■ **Source data**
*****
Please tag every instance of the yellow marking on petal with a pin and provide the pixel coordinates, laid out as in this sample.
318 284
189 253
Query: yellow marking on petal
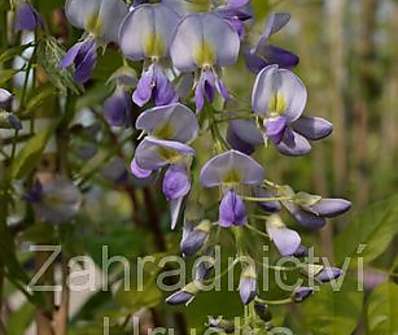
277 104
205 55
165 131
232 177
154 46
94 24
169 155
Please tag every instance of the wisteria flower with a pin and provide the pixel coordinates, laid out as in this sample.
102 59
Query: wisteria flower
57 201
27 17
230 170
264 53
150 42
170 128
205 41
279 99
236 12
101 19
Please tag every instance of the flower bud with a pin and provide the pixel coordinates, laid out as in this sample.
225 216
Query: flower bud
194 238
248 285
221 325
328 274
5 98
262 310
302 293
183 296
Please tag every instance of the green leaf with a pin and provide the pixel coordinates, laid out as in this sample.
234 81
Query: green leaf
30 154
13 52
329 312
146 297
382 310
6 75
21 319
375 228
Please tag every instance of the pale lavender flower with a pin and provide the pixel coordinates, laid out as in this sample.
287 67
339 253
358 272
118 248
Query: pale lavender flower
117 108
150 42
56 201
229 170
101 19
205 41
286 240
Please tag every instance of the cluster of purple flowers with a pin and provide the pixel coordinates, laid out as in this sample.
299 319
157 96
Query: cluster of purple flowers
175 45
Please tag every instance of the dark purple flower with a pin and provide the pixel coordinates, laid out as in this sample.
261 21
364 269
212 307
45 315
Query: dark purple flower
83 57
155 85
248 285
328 274
262 310
5 98
232 210
302 293
27 18
264 54
117 108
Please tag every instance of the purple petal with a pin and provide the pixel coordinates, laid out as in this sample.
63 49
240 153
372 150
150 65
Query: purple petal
331 207
172 122
117 108
275 22
306 219
176 182
175 210
143 92
5 98
313 128
279 91
328 274
275 128
232 210
164 92
286 240
139 172
302 293
247 289
231 167
269 206
152 153
293 144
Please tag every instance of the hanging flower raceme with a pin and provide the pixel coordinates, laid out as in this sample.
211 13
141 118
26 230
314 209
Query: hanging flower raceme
236 12
117 108
230 170
146 34
101 20
279 98
27 17
205 41
264 53
310 211
170 128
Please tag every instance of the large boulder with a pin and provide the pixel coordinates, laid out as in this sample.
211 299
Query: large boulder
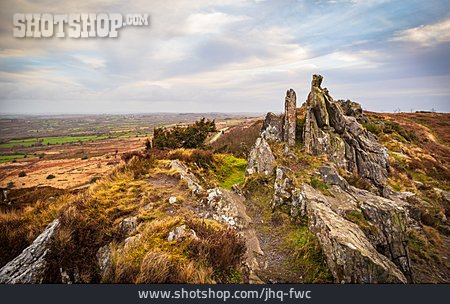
290 117
30 266
363 236
272 128
351 108
261 158
342 138
349 254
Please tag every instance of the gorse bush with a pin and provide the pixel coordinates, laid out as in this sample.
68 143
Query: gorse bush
238 141
202 158
190 137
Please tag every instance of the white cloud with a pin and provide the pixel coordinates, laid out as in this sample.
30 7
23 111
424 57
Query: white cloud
426 35
202 23
92 62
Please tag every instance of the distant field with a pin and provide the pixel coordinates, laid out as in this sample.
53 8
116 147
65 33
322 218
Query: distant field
7 158
61 140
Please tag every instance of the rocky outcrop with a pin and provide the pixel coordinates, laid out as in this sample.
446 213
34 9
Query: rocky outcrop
31 264
286 194
261 158
290 117
272 128
363 236
351 108
277 128
342 138
349 254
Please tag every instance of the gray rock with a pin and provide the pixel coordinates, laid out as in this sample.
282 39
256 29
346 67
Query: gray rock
349 145
351 108
285 193
30 266
290 118
272 128
349 254
332 177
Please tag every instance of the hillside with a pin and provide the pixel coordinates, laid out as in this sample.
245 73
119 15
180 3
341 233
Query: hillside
323 193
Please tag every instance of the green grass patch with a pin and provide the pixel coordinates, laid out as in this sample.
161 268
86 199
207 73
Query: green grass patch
229 170
50 140
308 256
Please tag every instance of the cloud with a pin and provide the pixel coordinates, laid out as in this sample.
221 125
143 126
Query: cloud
426 35
225 55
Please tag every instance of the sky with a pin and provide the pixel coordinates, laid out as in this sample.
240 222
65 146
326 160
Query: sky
230 56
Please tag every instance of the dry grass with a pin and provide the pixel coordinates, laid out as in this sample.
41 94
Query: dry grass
20 226
238 140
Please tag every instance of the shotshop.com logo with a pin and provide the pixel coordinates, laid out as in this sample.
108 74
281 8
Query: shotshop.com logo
77 25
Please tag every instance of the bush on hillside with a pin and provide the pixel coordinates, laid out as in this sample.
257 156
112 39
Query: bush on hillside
191 137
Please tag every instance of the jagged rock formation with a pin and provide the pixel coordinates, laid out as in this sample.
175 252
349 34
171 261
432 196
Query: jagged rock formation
346 143
280 128
272 128
373 250
351 108
261 158
350 256
363 236
30 266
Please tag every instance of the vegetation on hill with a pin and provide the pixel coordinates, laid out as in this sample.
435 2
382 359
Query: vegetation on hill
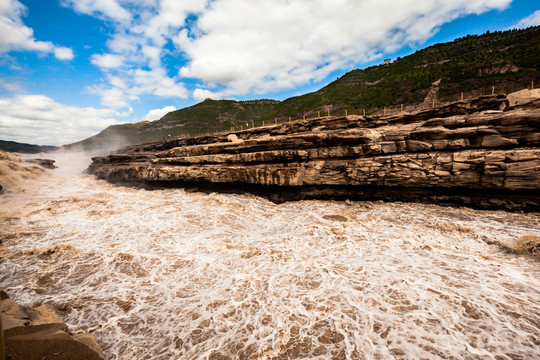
12 146
507 60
*****
■ **Exercise task**
Starting at the line that has "Please tag every instance of the bush" and running through the end of the listing, write every line again, requests included, with 40 added to each pixel coordinate in the answers but not to the sample coordinates in the requests. Leave the pictures out.

■ **Response to the task**
Please tag every instance of the bush on hillside with a pin and provide the pixel coordinates, laid out as in this sample.
257 156
112 39
Query: bush on hillside
231 177
Please tag every instance of the jagged rock formation with a pin and provide the pixel coordinates, laid out as in this sample.
175 252
349 34
171 261
432 196
Query: jagged rock formation
386 183
320 168
312 168
413 290
391 148
301 198
390 296
403 276
70 306
Please tag every instance of the vegetation on hill with a pin and provide the pixel coordinates, laid out as in this sample.
435 2
382 359
Query: vegetation on hill
52 186
547 100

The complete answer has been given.